Task instructions: Locate the line with "Question. For every instance of the bicycle, which" in the material. Copy that line and each one after it, through the last, exactly and with nothing else.

Dataset entries:

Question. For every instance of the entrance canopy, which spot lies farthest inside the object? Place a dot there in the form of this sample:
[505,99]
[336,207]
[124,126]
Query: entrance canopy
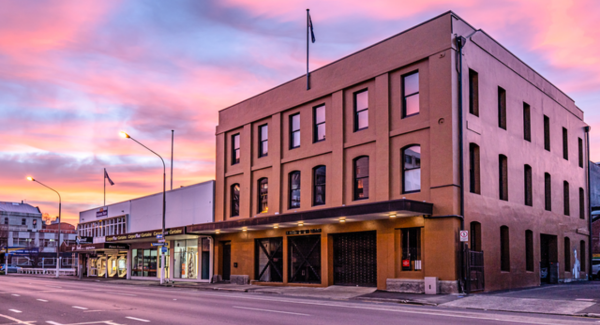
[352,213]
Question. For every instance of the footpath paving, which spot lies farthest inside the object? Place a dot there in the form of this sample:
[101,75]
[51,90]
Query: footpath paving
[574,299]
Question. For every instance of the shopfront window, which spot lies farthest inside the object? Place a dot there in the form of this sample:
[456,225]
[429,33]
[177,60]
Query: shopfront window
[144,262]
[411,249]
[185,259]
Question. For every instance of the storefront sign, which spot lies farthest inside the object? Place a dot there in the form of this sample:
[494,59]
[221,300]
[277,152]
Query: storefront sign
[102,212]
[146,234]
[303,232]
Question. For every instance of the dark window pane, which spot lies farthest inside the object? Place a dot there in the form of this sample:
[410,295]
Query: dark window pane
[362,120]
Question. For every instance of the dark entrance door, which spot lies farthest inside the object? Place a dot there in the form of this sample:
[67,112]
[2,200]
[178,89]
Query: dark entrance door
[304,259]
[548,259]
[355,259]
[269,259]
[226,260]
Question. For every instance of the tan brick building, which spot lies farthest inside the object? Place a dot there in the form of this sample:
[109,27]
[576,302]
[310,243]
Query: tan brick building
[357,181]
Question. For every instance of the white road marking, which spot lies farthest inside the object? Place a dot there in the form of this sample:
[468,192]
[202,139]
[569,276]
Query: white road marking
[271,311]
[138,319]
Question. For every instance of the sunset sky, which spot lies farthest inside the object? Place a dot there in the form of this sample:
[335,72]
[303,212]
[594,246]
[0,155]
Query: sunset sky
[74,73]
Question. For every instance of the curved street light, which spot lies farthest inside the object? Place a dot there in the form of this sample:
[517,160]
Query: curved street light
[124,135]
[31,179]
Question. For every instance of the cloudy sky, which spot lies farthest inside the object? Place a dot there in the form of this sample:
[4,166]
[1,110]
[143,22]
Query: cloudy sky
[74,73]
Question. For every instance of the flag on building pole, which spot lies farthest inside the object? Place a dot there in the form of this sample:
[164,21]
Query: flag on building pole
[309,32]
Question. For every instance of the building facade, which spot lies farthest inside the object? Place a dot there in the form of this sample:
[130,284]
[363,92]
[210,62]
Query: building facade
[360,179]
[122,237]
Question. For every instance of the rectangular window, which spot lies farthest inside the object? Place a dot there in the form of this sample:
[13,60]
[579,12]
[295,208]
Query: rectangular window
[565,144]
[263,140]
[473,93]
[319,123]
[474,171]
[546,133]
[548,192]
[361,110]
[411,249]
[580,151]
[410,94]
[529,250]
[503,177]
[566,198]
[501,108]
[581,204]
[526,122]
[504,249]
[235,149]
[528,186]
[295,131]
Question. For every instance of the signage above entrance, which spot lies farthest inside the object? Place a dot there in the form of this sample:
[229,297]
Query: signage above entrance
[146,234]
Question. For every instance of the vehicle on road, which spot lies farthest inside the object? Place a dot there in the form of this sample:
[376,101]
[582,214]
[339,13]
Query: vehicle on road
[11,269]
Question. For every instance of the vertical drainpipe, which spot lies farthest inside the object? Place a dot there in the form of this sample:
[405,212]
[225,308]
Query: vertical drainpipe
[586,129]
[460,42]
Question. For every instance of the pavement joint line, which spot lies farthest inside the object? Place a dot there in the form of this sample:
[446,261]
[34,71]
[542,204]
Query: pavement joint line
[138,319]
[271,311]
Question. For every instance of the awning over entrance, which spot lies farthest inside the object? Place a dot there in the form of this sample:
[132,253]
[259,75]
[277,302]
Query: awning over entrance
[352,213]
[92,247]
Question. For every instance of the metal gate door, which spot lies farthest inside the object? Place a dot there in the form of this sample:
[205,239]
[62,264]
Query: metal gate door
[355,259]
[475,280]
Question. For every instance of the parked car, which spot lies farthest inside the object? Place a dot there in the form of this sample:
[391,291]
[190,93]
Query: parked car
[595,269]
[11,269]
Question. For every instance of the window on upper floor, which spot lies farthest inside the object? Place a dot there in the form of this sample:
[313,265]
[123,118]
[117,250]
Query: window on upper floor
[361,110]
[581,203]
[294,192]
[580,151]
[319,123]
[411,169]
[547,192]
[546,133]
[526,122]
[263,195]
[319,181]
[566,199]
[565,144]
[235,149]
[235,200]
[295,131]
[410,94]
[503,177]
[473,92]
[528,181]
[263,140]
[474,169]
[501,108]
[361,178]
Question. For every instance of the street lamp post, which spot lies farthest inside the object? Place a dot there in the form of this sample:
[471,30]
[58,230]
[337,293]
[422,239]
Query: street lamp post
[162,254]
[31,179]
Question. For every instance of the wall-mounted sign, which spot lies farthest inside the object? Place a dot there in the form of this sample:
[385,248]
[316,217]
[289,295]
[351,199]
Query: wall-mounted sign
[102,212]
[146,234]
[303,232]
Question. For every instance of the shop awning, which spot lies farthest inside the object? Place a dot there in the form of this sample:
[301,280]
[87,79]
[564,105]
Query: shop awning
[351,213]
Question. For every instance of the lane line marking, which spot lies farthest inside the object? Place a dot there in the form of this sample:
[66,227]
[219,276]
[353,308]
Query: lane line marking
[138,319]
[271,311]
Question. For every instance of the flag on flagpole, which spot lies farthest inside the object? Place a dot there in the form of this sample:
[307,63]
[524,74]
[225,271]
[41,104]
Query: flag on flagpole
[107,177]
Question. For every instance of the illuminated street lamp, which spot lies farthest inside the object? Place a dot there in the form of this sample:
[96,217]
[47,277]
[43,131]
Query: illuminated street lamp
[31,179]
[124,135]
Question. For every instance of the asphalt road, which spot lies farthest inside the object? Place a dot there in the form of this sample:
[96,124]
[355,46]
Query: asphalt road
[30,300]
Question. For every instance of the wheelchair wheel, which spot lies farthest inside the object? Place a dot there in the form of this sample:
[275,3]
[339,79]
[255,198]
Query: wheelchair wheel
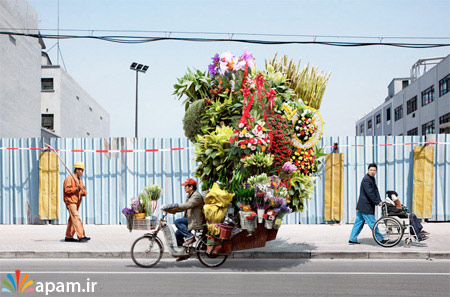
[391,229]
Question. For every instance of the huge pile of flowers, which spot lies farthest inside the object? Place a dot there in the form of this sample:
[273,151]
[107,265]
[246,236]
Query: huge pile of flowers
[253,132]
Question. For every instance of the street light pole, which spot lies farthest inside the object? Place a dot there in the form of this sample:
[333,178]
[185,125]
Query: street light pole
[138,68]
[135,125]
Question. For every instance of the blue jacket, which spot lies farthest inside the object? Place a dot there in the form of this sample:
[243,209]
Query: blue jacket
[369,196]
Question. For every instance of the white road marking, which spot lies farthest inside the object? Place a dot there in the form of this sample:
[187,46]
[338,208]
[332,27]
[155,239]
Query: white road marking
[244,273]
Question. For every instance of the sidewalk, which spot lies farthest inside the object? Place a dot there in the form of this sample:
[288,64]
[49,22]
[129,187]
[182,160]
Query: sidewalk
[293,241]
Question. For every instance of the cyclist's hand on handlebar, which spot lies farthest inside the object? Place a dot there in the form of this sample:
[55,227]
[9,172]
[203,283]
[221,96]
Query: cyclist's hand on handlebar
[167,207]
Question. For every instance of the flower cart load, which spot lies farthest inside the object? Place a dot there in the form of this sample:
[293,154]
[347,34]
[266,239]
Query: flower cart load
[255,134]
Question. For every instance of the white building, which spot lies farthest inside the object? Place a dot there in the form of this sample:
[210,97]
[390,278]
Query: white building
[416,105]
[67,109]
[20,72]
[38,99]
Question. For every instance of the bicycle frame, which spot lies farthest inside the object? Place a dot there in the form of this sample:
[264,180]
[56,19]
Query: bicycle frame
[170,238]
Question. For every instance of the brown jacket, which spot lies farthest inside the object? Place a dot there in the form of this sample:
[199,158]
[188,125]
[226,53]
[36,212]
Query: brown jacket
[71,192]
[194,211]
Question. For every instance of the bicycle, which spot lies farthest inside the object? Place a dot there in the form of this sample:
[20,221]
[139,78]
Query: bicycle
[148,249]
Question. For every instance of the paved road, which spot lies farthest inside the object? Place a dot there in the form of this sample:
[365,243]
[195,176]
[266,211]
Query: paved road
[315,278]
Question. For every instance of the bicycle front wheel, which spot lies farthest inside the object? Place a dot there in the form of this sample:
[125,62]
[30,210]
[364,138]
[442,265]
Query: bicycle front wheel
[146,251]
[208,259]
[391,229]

Full solution:
Question. For every instance of the bicycle, which spot lies farthest inside the object? Place a dot there in the form of this sample:
[20,221]
[139,78]
Query: bicycle
[148,249]
Question. For every instance of the paved road, which spot lies farthest inside the object? Place a dot there in the form of this sample:
[365,243]
[195,176]
[266,211]
Query: paved road
[315,278]
Question. For every instance of the bicycle front wheel, which spot lies farthest inside the object? Place a dot there in the form of this sample:
[125,62]
[30,210]
[364,138]
[442,265]
Query: bicycle front wheel
[146,251]
[208,259]
[391,229]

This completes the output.